Data listing:

§ §

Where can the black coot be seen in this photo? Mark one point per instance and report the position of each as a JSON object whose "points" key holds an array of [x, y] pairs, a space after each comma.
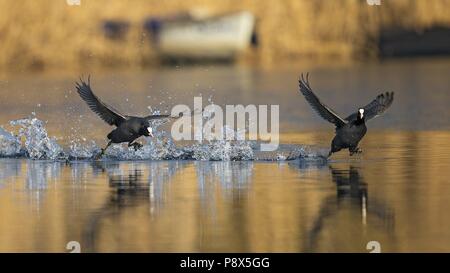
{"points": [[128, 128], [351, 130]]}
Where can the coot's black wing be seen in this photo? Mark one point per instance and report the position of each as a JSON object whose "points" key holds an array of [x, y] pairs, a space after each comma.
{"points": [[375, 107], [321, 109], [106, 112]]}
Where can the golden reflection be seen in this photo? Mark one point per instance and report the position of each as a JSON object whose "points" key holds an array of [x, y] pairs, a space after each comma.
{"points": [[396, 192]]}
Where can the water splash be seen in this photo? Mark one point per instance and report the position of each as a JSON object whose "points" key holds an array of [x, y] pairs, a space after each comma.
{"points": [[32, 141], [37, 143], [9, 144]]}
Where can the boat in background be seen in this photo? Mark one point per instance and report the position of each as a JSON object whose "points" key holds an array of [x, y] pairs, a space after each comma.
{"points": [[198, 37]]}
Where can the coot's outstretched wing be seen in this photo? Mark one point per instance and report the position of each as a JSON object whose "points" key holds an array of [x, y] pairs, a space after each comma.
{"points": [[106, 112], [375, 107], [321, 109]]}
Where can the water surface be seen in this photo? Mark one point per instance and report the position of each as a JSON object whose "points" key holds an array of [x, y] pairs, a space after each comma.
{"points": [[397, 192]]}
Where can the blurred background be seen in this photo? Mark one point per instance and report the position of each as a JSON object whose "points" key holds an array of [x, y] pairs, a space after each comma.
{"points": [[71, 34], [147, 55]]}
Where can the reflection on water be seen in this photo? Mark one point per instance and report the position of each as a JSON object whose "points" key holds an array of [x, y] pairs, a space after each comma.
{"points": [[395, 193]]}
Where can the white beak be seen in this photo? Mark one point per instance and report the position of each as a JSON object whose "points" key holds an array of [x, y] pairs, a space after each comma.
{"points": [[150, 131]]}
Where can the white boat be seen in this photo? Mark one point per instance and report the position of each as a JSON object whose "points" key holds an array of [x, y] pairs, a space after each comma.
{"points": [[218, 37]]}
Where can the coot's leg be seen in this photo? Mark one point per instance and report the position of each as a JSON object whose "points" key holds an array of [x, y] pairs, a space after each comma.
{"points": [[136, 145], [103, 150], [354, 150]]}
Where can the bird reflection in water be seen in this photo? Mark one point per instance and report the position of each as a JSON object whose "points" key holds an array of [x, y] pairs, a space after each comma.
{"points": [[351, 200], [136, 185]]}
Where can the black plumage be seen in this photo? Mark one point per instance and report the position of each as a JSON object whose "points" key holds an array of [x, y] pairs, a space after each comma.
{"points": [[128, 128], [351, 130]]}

§ §

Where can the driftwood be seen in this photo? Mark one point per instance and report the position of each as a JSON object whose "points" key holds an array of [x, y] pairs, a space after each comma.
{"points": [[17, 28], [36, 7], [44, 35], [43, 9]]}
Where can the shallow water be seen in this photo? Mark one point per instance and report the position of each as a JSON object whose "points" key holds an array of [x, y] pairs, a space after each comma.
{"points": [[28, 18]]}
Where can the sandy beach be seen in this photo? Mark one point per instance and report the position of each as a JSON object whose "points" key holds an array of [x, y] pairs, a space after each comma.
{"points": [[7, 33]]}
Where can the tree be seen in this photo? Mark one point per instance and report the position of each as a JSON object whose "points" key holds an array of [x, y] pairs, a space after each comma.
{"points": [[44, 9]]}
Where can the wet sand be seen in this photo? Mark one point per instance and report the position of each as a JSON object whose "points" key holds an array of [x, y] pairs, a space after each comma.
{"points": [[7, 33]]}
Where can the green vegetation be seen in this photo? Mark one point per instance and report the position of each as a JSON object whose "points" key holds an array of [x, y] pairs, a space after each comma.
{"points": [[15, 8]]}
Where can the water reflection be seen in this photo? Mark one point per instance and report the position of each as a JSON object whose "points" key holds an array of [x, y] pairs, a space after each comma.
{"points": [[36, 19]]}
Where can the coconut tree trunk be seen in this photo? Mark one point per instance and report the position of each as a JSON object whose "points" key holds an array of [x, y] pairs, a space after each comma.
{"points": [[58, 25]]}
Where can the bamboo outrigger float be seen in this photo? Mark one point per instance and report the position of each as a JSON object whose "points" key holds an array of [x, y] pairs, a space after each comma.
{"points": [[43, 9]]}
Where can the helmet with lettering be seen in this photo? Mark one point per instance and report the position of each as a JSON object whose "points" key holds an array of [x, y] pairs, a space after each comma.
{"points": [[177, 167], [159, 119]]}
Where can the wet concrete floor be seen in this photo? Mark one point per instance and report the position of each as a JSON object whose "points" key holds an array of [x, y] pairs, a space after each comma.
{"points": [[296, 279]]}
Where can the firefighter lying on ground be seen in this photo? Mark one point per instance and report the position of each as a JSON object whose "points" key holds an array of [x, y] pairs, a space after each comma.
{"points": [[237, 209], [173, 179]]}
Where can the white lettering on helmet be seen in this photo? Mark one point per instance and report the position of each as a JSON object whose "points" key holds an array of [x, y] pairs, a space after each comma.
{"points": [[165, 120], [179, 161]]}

§ §

## What you are asked to do
Which rows above contain the word "black"? Copy out each of them in full.

## Result for this exercise
Where can the black coot be seen in this photo? Mark one point per instance and report the position of each as a JSON object whose "points" key holds an array of [x, y] pairs, a space after each comma.
Where can the coot's black wing be seen in this photo? Mark one point per instance and report the position of each as a JSON object whose "points" key holds an array of [x, y] pairs, a space after each comma.
Where can the black plumage be seen in this photo? Mark one point per instance and report the position of each as a JSON object whose "points" key holds an array of [x, y] pairs, a space after each comma.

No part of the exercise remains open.